[WHAT YOU HAVE TO DO] Could you say how many lines in the records include "fleece"? Please give the number by itself.

::: PROVIDED DATA

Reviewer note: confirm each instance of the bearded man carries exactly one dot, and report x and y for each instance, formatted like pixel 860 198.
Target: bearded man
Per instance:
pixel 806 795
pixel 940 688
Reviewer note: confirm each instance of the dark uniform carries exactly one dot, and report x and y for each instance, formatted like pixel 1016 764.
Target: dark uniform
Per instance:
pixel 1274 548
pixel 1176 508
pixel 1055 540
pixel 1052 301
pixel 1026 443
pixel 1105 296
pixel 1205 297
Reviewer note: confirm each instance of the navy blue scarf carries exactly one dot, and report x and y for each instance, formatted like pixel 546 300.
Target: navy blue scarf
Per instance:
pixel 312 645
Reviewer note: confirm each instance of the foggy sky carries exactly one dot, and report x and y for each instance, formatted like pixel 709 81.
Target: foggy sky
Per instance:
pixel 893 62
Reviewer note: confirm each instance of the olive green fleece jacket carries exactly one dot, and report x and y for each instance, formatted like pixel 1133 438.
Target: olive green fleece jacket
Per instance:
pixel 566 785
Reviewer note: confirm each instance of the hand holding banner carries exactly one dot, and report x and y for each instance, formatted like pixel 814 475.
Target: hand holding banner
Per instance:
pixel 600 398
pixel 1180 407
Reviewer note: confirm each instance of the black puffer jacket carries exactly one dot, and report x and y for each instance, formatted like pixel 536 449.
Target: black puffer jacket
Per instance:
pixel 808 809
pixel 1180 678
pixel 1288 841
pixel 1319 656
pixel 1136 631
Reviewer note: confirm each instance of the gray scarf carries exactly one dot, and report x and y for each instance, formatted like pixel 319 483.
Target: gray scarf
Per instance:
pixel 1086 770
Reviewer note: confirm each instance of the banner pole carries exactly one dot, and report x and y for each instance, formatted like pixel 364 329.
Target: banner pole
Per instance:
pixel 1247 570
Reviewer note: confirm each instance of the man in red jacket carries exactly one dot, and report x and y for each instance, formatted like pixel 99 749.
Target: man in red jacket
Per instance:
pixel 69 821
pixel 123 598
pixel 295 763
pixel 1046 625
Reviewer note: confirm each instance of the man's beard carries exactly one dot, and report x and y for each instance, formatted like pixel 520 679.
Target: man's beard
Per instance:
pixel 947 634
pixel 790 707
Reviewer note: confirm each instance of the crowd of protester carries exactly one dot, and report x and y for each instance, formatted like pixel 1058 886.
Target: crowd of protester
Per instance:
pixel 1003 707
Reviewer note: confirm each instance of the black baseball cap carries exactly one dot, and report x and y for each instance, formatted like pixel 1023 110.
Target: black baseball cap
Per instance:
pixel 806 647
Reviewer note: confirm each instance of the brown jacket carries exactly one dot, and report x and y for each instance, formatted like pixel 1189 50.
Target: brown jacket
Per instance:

::::::

[SOLUTION] 2